— START OF Text —
Teaching English in Indonesia

My time in Malaysia had finally come to an end and it was time to get out of the country to explore a new one.  I had been wrestling with what to do and where to go for a while and all I really knew was that I wanted to continue to volunteer somewhere, but just didn’t know where.

Tirelessly I researched place after place and continuously ran into programs that allowed volunteers to work with this or that animal, but the cost of doing so was atrocious!  Finally I came across a site called helpstay.com.  After reading reviews about the site as to its validity and exploring the various opportunities they had available in surrounding countries, I decided to take the plunge and join as a member of the site so I could contact one very specific volunteer opportunity.  In all honesty, the second I found the posting to volunteer teaching English at a home site in South Sulawesi, Indonesia that also had an organic farm, I signed up to the site and kept my fingers and toes crossed that they had availability for volunteers.

Within a few hours my inquiry was replied to and a Skype date was set so we could put faces to one another and see if we really were a match for each other, volunteer-wise.  Though part of me was a bit nervous to give away information about myself and Skype a literal stranger in a foreign country, the minute we chatted I knew I’d made the right decision.

The volunteer program organizer is an 18-year-old marvel named Faisal.  He invites people from around the world to stay with him and his family in exchange for volunteers to develop lessons and teach english to local students aged 6 to 18 years.  I was so very impressed with him during our Skype session, that I immediately committed to volunteering for a month with him and couldn’t wait to get there!
— END OF Text —
— START OF Records shown —
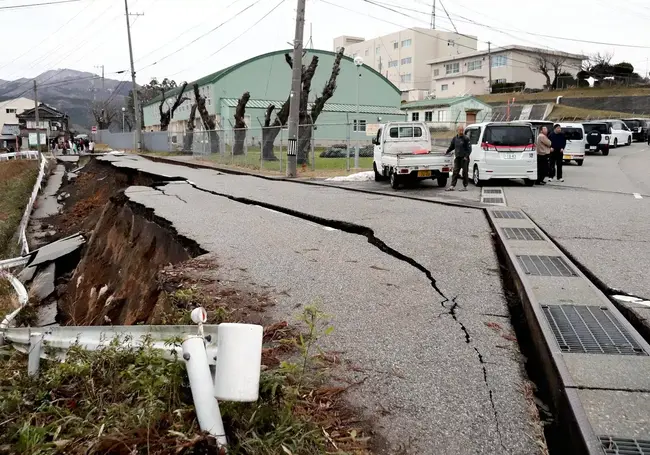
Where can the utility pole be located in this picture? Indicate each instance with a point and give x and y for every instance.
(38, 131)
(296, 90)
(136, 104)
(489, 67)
— END OF Records shown —
— START OF Records shown —
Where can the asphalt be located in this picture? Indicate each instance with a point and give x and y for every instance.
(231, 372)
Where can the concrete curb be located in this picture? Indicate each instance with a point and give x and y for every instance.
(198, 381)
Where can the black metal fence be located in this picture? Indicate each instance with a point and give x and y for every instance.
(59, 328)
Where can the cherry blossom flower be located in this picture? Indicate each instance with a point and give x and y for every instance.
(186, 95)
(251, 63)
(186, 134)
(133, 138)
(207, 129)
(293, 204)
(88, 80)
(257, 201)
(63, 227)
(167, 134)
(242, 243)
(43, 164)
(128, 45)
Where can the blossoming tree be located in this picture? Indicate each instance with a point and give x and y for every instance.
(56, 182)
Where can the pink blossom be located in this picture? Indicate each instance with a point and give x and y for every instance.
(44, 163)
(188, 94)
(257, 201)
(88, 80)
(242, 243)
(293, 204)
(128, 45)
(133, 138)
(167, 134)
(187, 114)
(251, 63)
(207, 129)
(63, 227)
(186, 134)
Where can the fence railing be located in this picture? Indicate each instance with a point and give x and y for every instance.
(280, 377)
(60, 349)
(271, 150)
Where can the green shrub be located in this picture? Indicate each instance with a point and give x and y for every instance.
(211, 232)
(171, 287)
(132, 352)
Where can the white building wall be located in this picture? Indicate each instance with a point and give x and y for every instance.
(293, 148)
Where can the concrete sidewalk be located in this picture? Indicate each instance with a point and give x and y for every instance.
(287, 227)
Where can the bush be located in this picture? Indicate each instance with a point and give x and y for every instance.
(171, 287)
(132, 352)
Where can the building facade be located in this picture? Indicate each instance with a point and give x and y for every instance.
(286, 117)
— END OF Records shown —
§ What to produce
Answer these from the text on teaching English in Indonesia:
(a) What website did the writer join to contact the volunteer posting?
(b) How old is the program organizer, Faisal?
(c) For how long did the writer commit to volunteering?

§ Right answer
(a) helpstay.com
(b) 18 years old
(c) A month